### Provided records:

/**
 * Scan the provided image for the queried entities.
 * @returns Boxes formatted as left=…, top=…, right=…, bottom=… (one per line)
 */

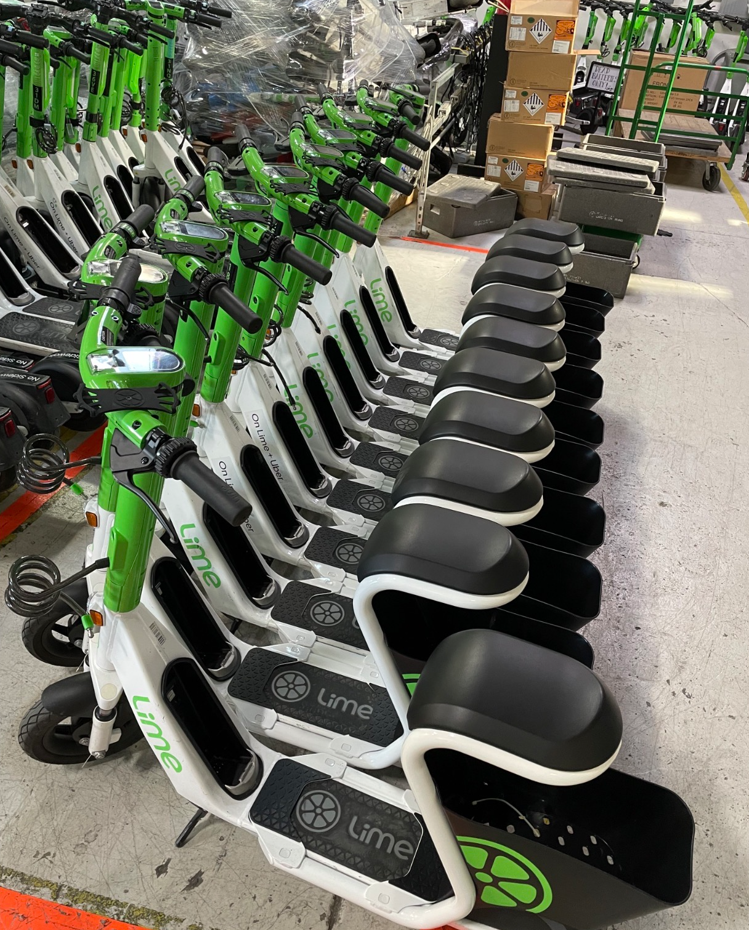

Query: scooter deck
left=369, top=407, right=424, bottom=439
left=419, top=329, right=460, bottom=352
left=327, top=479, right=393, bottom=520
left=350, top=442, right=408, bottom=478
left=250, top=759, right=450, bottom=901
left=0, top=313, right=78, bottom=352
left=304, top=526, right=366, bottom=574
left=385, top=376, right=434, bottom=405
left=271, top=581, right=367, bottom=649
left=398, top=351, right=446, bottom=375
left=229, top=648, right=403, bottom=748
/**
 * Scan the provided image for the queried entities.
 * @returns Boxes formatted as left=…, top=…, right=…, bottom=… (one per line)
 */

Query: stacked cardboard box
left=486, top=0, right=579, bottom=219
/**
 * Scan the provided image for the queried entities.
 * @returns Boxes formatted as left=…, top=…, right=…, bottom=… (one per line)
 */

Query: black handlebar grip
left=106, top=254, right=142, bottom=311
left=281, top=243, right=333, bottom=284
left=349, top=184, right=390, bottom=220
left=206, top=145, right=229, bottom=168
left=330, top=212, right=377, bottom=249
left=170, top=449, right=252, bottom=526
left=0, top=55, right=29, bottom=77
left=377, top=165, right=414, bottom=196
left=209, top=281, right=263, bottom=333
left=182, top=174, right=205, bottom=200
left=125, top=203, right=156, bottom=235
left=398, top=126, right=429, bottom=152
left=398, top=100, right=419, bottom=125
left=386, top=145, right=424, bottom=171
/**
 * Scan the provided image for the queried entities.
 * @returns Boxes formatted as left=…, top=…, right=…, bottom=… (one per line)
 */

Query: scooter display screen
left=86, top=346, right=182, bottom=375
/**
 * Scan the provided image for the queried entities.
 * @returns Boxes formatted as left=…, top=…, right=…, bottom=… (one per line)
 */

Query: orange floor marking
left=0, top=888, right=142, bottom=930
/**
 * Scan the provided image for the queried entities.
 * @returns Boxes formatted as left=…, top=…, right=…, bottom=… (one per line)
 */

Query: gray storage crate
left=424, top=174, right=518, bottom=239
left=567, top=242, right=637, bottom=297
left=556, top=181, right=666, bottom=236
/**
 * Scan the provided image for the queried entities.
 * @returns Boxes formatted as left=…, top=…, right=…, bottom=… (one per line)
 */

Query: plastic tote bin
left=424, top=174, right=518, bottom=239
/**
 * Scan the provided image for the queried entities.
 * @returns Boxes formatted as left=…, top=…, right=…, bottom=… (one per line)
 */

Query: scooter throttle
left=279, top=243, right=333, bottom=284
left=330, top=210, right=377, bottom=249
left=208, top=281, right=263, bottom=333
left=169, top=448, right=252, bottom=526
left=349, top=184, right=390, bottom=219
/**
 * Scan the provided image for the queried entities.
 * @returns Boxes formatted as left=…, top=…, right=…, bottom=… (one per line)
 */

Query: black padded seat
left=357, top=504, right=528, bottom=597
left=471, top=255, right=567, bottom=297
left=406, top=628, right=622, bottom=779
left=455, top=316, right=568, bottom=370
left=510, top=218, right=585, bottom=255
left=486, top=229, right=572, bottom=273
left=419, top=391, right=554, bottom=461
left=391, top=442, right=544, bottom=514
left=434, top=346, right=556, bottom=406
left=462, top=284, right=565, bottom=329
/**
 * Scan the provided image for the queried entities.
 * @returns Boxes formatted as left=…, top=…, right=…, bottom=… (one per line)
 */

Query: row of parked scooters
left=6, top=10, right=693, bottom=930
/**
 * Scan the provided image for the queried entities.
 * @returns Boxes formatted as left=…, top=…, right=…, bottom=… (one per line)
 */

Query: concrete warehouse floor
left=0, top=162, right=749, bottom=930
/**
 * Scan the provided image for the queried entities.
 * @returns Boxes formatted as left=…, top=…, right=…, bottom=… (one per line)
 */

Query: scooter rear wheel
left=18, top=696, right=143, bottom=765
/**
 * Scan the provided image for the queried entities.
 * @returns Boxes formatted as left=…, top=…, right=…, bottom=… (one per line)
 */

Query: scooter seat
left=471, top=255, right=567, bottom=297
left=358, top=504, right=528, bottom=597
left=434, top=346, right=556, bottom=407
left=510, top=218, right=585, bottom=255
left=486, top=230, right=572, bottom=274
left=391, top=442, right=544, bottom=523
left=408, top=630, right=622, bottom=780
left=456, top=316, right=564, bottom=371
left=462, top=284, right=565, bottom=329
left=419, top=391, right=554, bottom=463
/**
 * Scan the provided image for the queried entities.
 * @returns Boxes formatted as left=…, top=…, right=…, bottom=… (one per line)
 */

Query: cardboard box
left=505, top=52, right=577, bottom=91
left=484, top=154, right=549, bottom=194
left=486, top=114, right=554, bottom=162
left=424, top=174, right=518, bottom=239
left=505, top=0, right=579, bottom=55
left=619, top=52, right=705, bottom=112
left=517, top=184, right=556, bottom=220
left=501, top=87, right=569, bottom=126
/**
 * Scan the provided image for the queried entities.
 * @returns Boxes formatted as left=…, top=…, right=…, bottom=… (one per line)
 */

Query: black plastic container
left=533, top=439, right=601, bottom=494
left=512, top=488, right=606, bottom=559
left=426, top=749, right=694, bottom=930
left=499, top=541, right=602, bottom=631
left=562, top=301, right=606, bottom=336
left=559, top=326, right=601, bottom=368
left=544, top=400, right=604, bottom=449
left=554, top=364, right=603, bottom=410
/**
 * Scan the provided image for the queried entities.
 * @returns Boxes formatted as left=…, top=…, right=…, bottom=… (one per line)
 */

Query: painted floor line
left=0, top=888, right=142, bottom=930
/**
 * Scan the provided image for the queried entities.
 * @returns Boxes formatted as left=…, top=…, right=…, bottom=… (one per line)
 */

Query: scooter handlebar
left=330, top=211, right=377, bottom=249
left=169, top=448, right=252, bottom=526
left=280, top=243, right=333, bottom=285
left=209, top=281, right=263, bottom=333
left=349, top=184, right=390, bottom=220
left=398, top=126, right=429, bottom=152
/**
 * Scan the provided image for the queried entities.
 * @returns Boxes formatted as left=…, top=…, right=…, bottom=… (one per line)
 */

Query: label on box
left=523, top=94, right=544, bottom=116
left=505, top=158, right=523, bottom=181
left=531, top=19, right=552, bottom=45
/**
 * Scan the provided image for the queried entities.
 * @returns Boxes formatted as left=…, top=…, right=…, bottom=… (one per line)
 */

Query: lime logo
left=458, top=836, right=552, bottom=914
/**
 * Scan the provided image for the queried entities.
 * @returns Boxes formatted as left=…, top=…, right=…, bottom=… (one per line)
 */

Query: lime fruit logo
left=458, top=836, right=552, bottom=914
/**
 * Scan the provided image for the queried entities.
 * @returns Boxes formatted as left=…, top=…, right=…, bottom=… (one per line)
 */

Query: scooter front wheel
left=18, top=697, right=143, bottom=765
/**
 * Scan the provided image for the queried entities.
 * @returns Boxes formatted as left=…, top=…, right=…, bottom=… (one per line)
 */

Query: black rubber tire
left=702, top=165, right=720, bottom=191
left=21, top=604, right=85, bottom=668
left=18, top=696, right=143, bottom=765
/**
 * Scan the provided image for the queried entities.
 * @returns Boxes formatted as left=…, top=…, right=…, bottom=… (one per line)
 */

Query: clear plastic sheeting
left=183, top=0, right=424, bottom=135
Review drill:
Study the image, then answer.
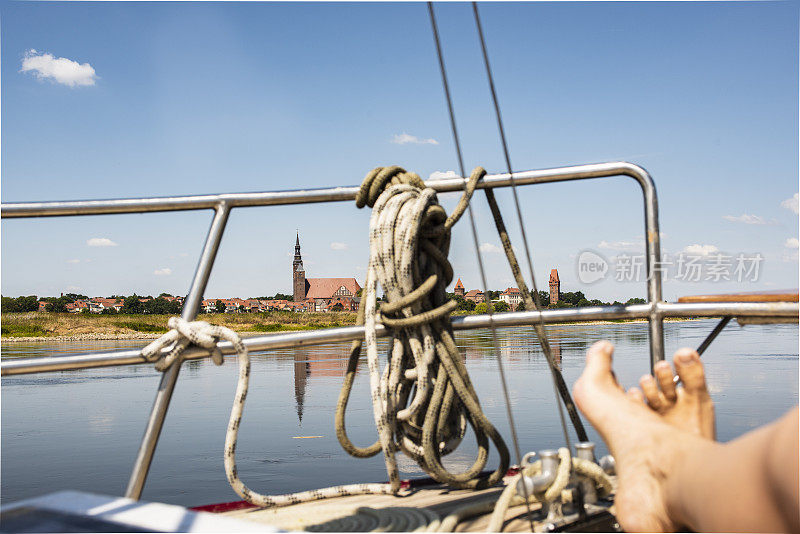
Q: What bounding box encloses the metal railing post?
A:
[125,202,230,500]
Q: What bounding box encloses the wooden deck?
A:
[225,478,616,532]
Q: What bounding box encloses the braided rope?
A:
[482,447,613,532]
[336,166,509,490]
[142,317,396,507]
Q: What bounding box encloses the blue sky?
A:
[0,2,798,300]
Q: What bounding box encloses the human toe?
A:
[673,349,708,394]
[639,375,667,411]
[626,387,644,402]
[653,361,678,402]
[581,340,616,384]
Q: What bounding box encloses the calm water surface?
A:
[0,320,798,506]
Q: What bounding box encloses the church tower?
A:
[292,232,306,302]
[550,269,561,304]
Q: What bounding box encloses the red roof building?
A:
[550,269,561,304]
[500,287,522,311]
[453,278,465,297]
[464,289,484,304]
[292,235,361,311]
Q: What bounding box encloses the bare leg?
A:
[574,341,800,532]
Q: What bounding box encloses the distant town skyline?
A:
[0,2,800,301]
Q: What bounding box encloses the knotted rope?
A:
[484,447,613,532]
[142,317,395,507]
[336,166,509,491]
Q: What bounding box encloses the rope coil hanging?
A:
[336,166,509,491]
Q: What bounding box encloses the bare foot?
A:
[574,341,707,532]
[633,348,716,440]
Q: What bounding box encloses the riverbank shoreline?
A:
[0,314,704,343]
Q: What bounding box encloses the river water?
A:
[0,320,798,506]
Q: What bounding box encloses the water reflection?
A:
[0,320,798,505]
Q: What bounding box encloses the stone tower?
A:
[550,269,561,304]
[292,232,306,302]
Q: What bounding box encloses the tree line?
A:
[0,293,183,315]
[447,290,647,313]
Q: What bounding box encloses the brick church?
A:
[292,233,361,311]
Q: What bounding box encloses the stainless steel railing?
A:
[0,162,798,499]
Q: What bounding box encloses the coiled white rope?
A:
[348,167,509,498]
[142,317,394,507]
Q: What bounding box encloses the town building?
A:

...

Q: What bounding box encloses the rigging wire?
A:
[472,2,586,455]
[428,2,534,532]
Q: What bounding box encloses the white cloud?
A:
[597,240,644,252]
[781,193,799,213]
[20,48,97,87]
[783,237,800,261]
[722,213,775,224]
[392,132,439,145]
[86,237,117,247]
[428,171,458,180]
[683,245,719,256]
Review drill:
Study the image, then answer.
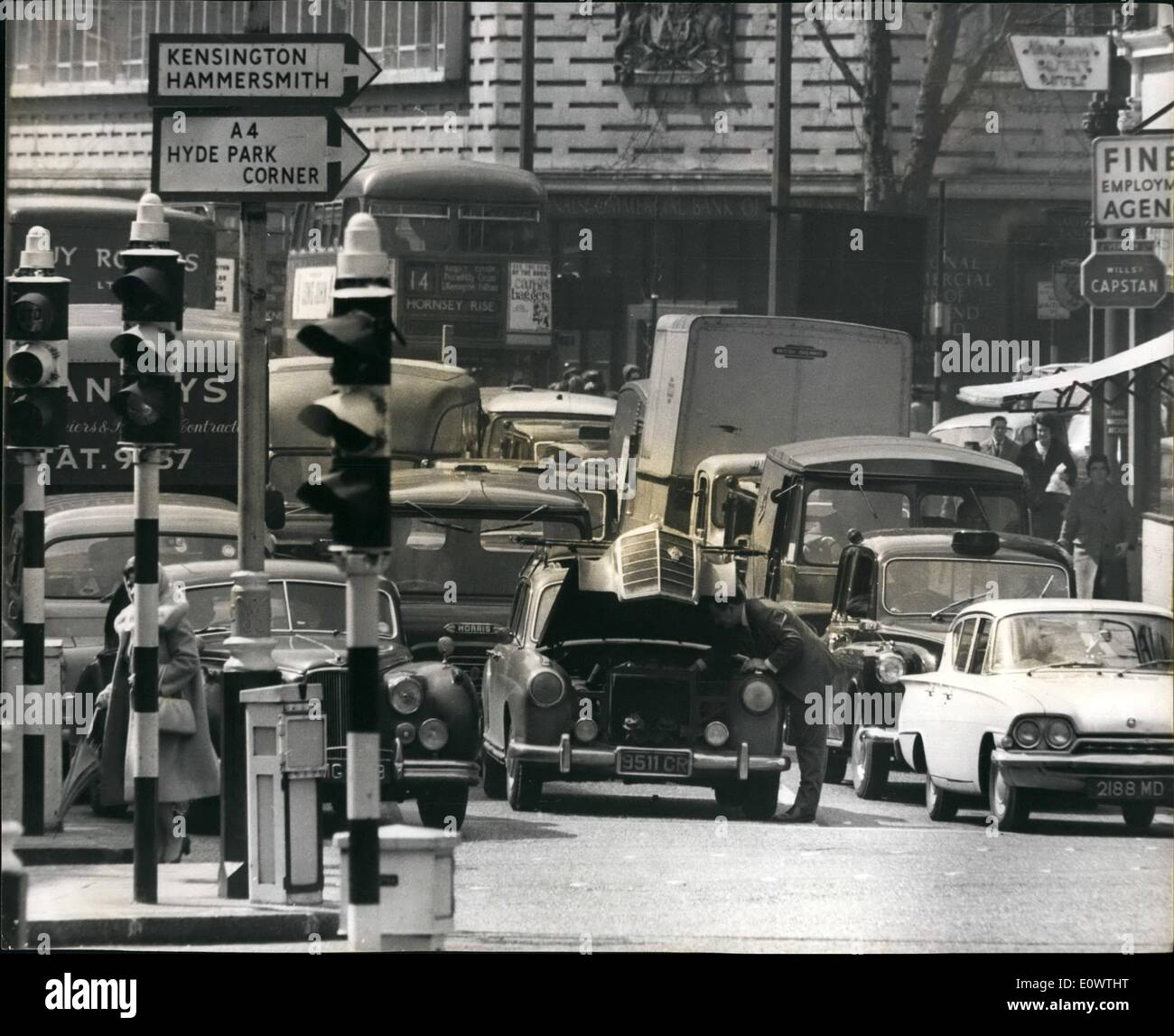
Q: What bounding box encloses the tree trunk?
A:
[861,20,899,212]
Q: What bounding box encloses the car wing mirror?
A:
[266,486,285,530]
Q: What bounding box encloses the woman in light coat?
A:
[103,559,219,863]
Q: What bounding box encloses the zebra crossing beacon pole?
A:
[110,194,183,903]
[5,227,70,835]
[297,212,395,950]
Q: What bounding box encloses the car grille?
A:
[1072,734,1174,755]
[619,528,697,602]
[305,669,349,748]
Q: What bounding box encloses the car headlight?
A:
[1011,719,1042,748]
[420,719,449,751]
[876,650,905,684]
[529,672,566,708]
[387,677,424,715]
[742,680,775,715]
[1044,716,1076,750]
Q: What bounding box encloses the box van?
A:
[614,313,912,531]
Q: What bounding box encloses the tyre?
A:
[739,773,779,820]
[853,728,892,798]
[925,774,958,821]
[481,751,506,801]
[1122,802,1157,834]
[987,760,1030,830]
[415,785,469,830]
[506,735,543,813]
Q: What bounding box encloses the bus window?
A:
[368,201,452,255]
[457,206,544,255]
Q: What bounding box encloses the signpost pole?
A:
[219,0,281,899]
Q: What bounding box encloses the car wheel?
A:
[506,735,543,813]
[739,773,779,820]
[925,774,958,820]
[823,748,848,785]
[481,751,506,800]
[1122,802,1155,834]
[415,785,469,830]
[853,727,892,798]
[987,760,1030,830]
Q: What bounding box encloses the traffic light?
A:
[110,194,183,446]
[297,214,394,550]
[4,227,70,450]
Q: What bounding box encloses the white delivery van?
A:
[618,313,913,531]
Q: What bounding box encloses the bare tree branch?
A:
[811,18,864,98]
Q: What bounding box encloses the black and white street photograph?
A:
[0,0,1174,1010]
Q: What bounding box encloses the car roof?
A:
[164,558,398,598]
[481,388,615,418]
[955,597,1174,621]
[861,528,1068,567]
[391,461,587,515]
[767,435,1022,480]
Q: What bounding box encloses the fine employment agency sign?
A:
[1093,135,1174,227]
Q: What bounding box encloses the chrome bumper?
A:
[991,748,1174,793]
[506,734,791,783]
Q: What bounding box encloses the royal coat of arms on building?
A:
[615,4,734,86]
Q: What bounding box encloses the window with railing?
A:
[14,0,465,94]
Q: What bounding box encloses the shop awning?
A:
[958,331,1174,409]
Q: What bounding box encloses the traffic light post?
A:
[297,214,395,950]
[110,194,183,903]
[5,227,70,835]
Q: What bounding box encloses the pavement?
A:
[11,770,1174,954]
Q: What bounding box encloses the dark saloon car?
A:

...

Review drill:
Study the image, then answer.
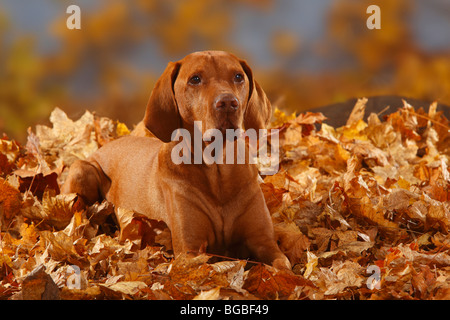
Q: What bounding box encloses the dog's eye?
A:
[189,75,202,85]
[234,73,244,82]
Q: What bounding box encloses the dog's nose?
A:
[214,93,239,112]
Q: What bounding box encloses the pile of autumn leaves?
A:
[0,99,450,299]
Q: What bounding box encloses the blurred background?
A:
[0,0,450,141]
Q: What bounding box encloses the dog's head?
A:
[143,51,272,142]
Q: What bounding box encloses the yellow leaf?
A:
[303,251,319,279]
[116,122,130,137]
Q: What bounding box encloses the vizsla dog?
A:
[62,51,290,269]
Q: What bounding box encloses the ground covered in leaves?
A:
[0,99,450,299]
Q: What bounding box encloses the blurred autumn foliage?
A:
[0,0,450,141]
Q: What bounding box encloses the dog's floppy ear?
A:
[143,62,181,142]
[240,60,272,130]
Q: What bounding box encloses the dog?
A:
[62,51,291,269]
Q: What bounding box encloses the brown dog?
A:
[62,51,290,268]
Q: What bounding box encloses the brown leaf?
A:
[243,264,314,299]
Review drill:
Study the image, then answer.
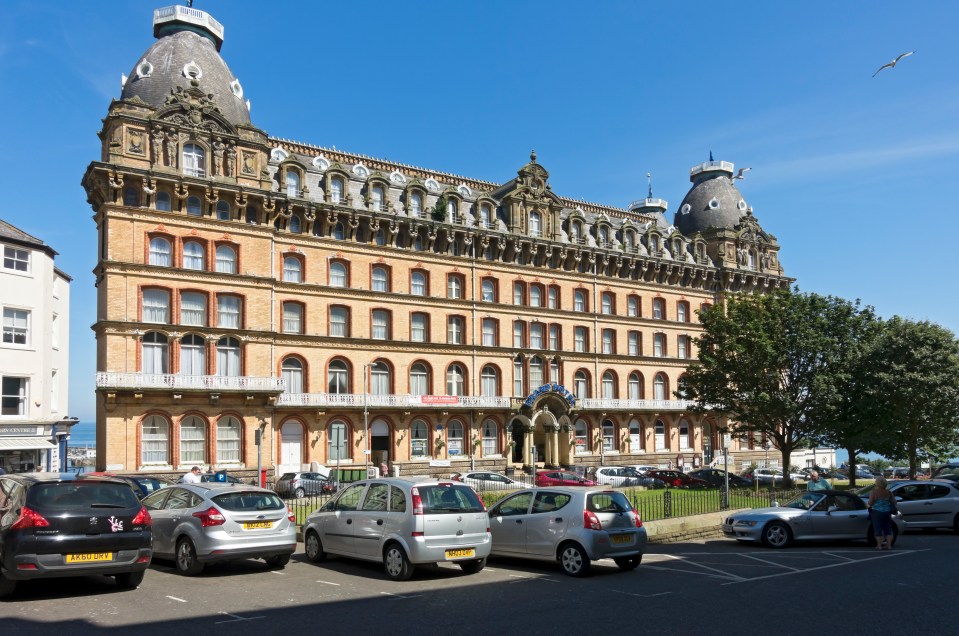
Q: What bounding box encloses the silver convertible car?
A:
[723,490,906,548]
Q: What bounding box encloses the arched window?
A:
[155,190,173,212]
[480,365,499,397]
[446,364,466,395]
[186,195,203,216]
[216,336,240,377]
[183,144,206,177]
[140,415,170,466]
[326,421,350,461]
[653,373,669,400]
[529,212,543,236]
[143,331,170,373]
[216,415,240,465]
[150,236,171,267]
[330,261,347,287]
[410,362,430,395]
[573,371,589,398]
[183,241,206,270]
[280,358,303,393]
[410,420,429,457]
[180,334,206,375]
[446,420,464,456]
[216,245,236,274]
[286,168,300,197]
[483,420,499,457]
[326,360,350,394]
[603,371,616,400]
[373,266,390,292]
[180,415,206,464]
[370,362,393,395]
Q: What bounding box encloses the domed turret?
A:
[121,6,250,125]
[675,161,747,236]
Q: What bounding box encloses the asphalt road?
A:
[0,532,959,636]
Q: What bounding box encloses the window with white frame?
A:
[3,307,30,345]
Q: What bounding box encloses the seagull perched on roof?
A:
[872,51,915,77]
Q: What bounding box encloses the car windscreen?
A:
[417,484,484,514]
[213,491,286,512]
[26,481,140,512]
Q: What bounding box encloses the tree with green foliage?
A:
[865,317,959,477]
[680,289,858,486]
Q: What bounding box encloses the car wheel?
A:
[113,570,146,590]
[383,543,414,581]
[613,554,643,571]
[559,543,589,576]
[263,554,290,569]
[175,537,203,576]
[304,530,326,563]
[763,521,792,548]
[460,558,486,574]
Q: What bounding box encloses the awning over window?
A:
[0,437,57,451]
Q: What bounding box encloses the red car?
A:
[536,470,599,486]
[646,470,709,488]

### Set problem:
Copy out, word for word, the lines from the one containing "Q: What bounding box encloses the bare leg?" through the one containing "[0,320,798,505]", including both of those lines.

### Result of the task:
Q: What bounding box encloses the bare leg?
A:
[574,341,800,532]
Q: What bounding box encloses the distant town skyline?
A:
[0,2,800,301]
Q: What bounding box encloses the knotted rope?
A:
[484,447,613,532]
[142,317,395,507]
[336,166,509,491]
Q: What bounding box encloses the rope coil hanging?
A:
[336,166,509,491]
Q: What bounding box encloses the bare foot?
A:
[574,341,707,532]
[633,348,716,440]
Q: What bounding box encloses the riverbank shoreline?
A:
[0,314,704,343]
Q: What bounding box encloses the river water?
A:
[0,320,798,506]
Q: What bounding box encloses the water reflection?
A:
[0,320,798,505]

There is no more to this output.